Wednesday, June 18, 2014

What It Means to Be Gaby: Accepting The Inevitable Change


Today my brother watched his classmates graduate. He watched as they gave their speeches and discussed how they were now moving onto the next phase in their lives, high school.

Like me, my brother is scared of the inevitable change. Although he did not admit it, I could tell he was sad to see his friends for the last time. For weeks he had been dreading this day and he has chosen not to say his final goodbye at a party the class will be having. The very concept of saying goodbye he can understand, but I am not sure he is willing to accept it.

I hope to show him that saying goodbye to people is a part of life, and although it can break our hearts at times our hearts have the ability to recover.

Aside from seeing his friends one last time I think it hit him that next year he will be going through the same thing. He will be the one graduating, and I must admit that the very thought made me feel sad as well. The fact is that he is growing up, and neither he nor I want that to happen. All we want is to stay in this moment for a little longer. Time seems to just flash before our eyes and when you acknowledge where you stand in this moment you may wonder exactly how long was it that you stood in another moment.

When I graduated high school I could not believe that I was considered to be an adult and that I was going to college. It had seemed like the day before I was just a freshman without a clue in the world. Today when I watched my brother receive an award at the ceremony and lead us in the pledge of allegiance I remembered when he had just been diagnosed with Autism at the age of three and they said he would never be able to speak. Taking the time to think about how far he had come warmed my heart, but at the same time I did not want to think about the future. Because unlike my other brother, I can still call him my "little" brother.

[Records from a data collection]
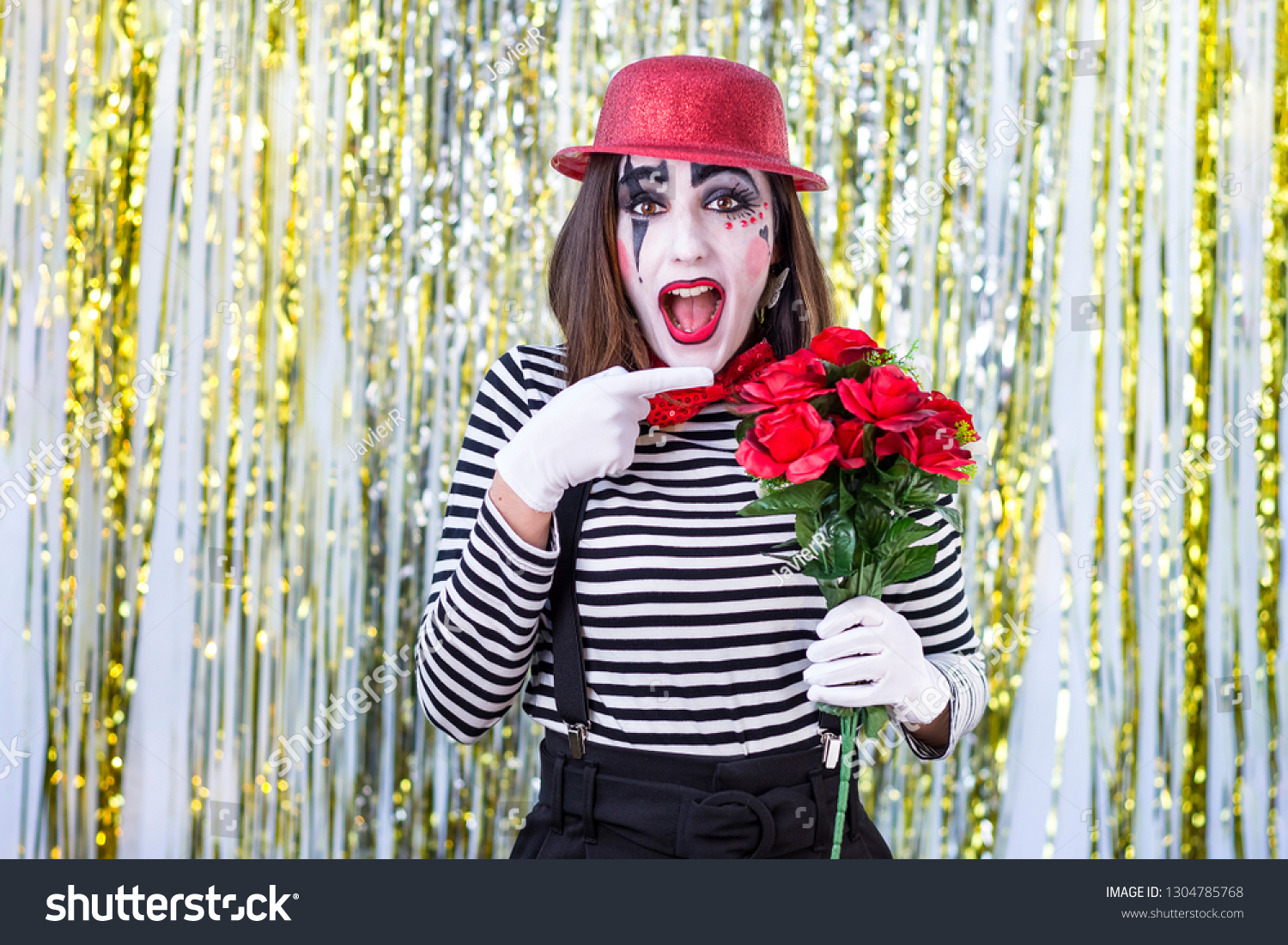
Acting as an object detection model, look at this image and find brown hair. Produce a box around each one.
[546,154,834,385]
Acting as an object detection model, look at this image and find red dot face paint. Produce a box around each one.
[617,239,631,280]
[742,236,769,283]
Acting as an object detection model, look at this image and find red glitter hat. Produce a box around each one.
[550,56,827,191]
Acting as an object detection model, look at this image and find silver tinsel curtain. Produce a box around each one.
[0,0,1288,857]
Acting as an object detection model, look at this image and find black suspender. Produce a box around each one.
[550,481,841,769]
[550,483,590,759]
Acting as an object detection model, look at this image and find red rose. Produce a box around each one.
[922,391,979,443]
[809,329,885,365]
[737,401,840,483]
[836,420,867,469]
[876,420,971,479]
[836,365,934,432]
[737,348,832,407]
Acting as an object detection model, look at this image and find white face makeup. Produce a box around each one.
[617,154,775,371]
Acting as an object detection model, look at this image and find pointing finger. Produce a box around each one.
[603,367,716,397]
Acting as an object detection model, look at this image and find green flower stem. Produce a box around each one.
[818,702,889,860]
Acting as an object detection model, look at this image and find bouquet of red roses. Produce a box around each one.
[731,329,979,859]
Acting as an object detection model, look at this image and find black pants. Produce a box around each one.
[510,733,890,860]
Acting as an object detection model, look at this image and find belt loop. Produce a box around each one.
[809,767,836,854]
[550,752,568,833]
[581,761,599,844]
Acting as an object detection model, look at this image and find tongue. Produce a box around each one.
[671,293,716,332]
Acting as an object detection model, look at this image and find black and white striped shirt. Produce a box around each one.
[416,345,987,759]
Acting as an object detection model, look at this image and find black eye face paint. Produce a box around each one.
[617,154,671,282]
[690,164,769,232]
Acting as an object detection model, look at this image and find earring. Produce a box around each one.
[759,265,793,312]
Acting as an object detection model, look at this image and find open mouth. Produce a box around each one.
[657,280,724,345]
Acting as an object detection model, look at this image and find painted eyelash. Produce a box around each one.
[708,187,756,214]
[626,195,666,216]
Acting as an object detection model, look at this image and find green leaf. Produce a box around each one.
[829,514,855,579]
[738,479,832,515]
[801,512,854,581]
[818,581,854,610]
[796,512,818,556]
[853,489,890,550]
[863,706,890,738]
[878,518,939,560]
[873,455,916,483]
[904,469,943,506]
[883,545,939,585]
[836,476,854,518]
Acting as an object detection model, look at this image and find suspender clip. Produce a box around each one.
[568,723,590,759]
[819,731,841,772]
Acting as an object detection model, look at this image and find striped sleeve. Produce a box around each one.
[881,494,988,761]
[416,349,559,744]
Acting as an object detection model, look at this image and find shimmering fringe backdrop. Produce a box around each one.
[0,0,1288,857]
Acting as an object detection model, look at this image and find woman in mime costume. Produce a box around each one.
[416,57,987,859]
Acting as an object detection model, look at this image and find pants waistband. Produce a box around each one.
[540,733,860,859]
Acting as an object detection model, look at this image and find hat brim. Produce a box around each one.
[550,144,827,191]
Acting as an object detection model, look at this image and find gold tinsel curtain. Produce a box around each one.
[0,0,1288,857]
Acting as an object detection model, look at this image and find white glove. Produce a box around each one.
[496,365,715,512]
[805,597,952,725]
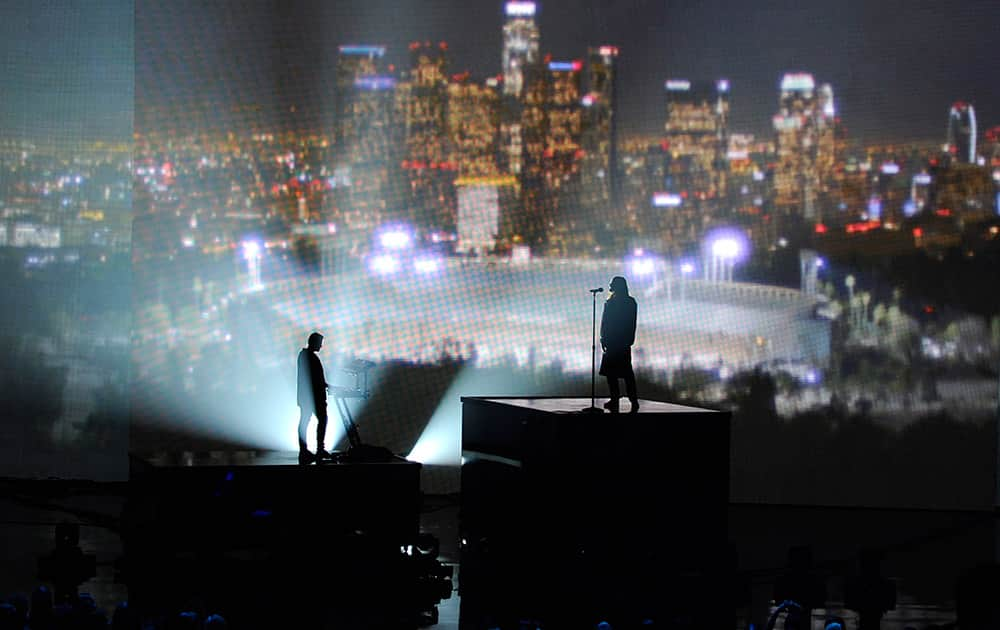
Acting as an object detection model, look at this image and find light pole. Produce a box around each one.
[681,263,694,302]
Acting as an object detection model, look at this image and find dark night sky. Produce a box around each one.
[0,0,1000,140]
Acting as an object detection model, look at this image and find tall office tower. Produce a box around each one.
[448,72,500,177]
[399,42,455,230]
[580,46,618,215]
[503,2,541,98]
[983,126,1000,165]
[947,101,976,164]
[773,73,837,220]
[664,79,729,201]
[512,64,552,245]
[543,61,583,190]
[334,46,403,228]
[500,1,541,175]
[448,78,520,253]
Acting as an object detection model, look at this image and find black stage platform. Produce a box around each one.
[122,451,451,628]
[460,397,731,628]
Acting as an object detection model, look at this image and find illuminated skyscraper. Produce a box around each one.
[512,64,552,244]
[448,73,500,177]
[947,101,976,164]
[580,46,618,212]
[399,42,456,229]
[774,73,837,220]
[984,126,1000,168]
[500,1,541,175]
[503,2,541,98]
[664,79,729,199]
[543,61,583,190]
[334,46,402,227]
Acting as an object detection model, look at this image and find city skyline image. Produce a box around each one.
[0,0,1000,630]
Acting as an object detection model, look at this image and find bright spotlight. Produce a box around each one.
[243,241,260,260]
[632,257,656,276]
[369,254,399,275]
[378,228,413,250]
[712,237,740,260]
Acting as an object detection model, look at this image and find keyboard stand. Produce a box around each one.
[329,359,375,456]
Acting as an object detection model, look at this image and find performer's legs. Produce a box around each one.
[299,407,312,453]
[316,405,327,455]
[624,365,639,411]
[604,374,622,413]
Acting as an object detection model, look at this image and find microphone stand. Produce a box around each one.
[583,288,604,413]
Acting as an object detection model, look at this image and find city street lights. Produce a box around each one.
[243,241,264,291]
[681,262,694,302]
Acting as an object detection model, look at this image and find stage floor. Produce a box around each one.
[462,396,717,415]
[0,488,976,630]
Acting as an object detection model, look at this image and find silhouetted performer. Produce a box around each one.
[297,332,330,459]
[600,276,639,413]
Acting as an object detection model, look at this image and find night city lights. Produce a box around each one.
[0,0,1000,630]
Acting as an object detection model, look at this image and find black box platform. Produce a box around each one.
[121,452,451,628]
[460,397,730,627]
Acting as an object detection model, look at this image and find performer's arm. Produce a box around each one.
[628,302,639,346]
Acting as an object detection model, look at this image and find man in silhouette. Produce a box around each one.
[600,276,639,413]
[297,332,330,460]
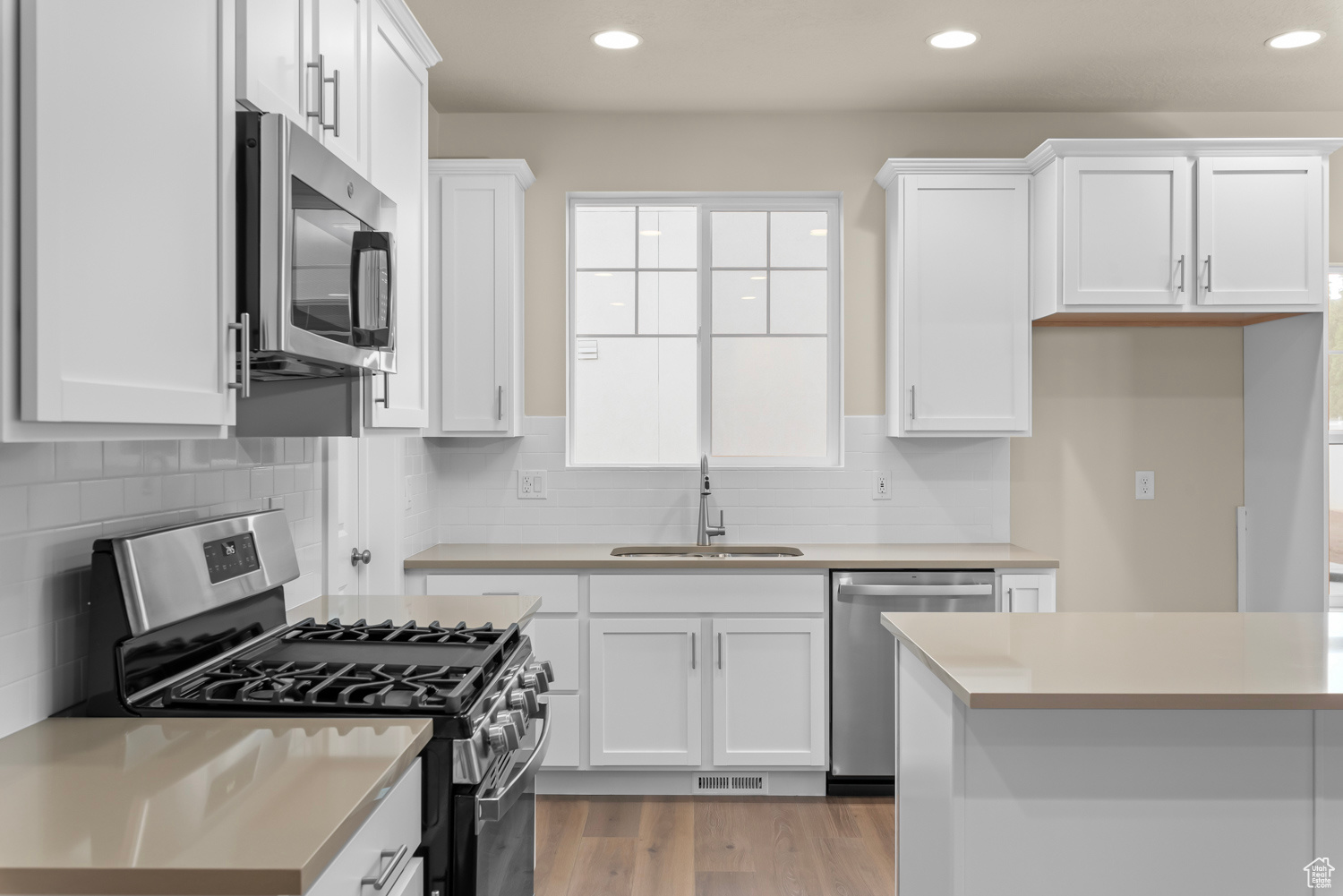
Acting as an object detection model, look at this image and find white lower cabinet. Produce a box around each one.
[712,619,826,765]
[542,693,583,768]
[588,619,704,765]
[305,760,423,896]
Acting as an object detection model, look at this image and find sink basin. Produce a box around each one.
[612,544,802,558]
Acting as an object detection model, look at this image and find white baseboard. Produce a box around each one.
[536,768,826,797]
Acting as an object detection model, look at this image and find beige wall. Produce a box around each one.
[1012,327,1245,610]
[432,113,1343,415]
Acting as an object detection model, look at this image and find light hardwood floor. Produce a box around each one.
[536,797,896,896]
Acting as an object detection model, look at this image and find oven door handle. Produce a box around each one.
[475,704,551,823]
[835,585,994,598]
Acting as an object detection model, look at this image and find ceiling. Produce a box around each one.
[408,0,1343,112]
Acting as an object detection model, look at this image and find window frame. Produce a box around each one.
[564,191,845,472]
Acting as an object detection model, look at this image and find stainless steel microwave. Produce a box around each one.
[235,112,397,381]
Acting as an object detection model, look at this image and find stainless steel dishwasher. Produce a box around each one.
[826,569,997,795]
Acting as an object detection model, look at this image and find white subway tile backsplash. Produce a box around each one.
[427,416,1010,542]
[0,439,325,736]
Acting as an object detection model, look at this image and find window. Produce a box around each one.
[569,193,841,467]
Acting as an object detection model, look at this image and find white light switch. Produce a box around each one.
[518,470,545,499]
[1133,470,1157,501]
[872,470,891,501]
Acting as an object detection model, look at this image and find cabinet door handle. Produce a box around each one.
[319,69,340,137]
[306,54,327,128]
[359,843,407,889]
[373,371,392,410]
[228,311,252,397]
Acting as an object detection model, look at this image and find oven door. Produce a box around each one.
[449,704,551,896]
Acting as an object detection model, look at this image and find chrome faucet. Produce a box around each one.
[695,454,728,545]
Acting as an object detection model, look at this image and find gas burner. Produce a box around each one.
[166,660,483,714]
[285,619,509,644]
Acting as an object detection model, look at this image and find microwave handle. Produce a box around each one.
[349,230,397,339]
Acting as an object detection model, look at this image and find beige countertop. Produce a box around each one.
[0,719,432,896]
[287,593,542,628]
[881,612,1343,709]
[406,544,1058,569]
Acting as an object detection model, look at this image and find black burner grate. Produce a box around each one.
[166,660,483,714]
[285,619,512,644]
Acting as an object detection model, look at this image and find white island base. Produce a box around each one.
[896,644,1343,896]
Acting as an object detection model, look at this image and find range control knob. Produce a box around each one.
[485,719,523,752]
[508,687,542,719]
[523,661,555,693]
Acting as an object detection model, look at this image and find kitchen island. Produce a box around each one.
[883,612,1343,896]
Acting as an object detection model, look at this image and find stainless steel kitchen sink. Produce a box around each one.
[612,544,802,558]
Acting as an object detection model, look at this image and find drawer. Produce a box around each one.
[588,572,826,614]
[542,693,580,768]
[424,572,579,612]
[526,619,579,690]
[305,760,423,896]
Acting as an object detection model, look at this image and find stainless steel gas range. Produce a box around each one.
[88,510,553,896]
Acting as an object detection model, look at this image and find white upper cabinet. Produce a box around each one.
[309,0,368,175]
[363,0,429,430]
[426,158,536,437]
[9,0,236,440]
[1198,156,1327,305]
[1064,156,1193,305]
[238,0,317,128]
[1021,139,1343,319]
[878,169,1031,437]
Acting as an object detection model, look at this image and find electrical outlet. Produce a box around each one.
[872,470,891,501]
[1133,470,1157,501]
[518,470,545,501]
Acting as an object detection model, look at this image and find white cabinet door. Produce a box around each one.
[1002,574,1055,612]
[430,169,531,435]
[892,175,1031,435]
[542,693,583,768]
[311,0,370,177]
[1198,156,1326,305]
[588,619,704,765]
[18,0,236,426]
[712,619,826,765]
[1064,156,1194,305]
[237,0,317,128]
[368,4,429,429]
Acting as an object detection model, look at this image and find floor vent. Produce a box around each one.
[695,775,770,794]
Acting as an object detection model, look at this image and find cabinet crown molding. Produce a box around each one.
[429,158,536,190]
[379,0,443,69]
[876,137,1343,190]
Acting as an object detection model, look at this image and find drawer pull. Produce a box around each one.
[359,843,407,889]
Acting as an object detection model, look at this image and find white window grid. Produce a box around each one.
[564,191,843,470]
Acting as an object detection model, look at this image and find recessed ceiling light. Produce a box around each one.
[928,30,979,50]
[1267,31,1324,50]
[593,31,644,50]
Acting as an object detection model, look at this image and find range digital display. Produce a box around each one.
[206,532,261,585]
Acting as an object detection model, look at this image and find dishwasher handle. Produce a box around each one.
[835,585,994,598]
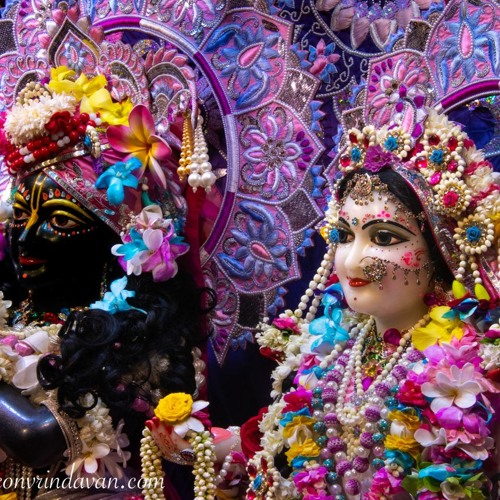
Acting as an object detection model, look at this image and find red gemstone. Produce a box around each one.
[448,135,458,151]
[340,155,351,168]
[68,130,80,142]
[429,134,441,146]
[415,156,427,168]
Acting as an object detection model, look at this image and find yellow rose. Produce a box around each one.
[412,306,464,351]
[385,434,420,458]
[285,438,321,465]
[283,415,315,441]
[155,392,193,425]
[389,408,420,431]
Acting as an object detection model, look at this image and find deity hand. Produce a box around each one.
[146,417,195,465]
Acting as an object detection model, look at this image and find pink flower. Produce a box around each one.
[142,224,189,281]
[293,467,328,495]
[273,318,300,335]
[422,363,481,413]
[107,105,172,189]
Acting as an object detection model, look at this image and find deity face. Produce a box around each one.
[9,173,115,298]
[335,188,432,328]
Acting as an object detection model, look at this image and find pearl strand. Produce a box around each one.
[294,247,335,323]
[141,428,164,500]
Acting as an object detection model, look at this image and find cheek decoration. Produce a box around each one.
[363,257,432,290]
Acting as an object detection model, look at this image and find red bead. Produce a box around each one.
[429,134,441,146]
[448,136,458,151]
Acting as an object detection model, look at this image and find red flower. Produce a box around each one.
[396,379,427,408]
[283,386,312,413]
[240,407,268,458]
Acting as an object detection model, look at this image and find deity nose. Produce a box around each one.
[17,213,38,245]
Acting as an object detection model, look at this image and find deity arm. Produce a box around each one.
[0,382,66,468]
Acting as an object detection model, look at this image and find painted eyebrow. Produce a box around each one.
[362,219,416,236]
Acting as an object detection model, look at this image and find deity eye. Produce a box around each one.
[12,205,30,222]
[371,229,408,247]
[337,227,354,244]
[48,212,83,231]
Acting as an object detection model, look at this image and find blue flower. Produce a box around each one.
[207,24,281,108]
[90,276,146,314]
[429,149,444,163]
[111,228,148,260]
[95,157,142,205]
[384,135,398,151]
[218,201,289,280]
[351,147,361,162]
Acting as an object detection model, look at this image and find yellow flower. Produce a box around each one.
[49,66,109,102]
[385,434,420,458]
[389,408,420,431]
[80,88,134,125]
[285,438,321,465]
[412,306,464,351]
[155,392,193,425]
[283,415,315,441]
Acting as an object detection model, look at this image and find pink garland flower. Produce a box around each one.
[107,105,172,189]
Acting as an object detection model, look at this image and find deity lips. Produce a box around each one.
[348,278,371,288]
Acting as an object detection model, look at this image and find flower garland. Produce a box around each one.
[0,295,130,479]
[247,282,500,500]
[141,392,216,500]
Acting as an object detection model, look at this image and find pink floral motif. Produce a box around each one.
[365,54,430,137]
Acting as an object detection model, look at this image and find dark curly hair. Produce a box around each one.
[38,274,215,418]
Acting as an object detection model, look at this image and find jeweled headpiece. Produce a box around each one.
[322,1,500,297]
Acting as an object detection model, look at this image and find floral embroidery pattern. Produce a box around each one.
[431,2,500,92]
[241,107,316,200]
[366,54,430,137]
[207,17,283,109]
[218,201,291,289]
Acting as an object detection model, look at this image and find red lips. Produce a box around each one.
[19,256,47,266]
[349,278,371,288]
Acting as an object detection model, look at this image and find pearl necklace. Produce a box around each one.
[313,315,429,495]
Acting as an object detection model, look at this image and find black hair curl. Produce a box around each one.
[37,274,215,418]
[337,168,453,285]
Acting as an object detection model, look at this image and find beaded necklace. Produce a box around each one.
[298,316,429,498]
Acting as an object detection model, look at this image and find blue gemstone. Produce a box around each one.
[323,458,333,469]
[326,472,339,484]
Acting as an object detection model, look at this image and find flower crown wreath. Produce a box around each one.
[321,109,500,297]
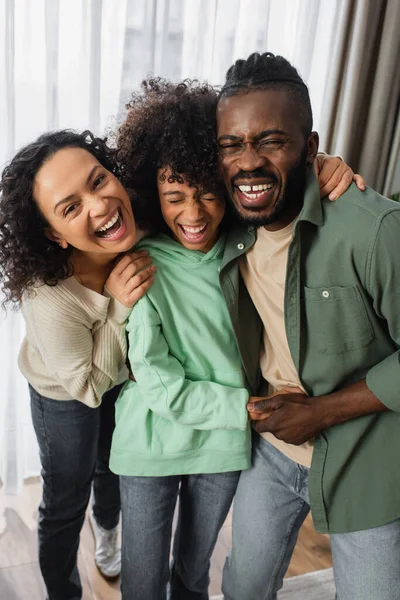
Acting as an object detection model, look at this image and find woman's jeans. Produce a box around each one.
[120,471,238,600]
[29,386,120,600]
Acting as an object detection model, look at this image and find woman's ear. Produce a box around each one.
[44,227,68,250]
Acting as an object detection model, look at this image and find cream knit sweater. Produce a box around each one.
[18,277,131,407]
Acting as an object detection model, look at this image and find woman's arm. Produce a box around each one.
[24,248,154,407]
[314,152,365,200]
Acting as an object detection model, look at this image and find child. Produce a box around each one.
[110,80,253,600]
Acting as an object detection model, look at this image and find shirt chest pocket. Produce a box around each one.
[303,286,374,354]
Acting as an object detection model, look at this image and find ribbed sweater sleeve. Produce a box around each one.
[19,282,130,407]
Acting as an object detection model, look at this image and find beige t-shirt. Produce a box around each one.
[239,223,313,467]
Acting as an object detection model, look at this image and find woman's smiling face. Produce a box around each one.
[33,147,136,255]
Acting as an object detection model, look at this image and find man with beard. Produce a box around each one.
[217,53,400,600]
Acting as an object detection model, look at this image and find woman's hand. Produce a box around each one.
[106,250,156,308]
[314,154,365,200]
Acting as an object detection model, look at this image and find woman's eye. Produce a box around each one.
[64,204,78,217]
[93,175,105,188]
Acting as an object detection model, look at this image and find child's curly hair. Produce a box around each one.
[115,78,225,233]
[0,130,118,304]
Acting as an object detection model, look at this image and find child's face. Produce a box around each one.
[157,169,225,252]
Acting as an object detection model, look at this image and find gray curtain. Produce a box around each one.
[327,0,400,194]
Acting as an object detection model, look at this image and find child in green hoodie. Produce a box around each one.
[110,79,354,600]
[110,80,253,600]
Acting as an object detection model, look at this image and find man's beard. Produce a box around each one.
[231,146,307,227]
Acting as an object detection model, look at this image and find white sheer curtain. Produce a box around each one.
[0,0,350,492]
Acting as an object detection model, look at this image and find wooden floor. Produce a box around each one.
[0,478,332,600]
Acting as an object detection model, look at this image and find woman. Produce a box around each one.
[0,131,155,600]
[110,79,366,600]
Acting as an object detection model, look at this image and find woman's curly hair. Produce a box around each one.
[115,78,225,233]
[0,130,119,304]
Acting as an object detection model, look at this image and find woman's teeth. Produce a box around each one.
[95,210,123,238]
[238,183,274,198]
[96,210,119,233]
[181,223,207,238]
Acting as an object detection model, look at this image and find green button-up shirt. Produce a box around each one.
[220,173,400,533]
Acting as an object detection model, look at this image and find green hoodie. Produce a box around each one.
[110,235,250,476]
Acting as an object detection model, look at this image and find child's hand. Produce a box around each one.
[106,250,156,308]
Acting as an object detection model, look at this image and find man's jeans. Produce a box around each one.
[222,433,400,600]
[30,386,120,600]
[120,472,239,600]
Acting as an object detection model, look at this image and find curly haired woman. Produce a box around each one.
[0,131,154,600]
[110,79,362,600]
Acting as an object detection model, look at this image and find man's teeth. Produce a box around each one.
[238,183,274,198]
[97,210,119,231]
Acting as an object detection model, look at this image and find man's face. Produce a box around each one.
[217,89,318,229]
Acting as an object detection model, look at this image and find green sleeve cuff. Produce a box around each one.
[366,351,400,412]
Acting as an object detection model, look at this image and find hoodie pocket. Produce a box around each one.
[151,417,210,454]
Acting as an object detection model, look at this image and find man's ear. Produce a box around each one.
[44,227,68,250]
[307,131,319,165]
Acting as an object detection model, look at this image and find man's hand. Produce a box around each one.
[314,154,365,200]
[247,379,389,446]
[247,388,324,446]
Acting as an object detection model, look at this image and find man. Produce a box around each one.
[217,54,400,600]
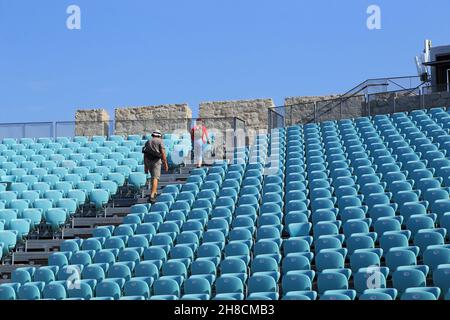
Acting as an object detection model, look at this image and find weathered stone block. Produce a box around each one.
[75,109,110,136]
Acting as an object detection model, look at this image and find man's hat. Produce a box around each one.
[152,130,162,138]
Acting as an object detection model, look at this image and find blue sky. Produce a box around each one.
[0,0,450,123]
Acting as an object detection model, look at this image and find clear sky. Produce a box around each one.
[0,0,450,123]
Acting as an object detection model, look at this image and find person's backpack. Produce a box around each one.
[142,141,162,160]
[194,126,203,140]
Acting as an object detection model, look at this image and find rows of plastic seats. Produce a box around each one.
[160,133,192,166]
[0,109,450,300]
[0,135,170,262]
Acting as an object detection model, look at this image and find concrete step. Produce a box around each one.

Work task: Copy the entire post on accepting inevitable change word for word, from its date line to its final sentence. This data plays no part in the work.

Output below:
Wednesday, June 18, 2014

What It Means to Be Gaby: Accepting The Inevitable Change


Today my brother watched his classmates graduate. He watched as they gave their speeches and discussed how they were now moving onto the next phase in their lives, high school.

Like me, my brother is scared of the inevitable change. Although he did not admit it, I could tell he was sad to see his friends for the last time. For weeks he had been dreading this day and he has chosen not to say his final goodbye at a party the class will be having. The very concept of saying goodbye he can understand, but I am not sure he is willing to accept it.

I hope to show him that saying goodbye to people is a part of life, and although it can break our hearts at times our hearts have the ability to recover.

Aside from seeing his friends one last time I think it hit him that next year he will be going through the same thing. He will be the one graduating, and I must admit that the very thought made me feel sad as well. The fact is that he is growing up, and neither he nor I want that to happen. All we want is to stay in this moment for a little longer. Time seems to just flash before our eyes and when you acknowledge where you stand in this moment you may wonder exactly how long was it that you stood in another moment.

When I graduated high school I could not believe that I was considered to be an adult and that I was going to college. It had seemed like the day before I was just a freshman without a clue in the world. Today when I watched my brother receive an award at the ceremony and lead us in the pledge of allegiance I remembered when he had just been diagnosed with Autism at the age of three and they said he would never be able to speak. Taking the time to think about how far he had come warmed my heart, but at the same time I did not want to think about the future. Because unlike my other brother, I can still call him my "little" brother.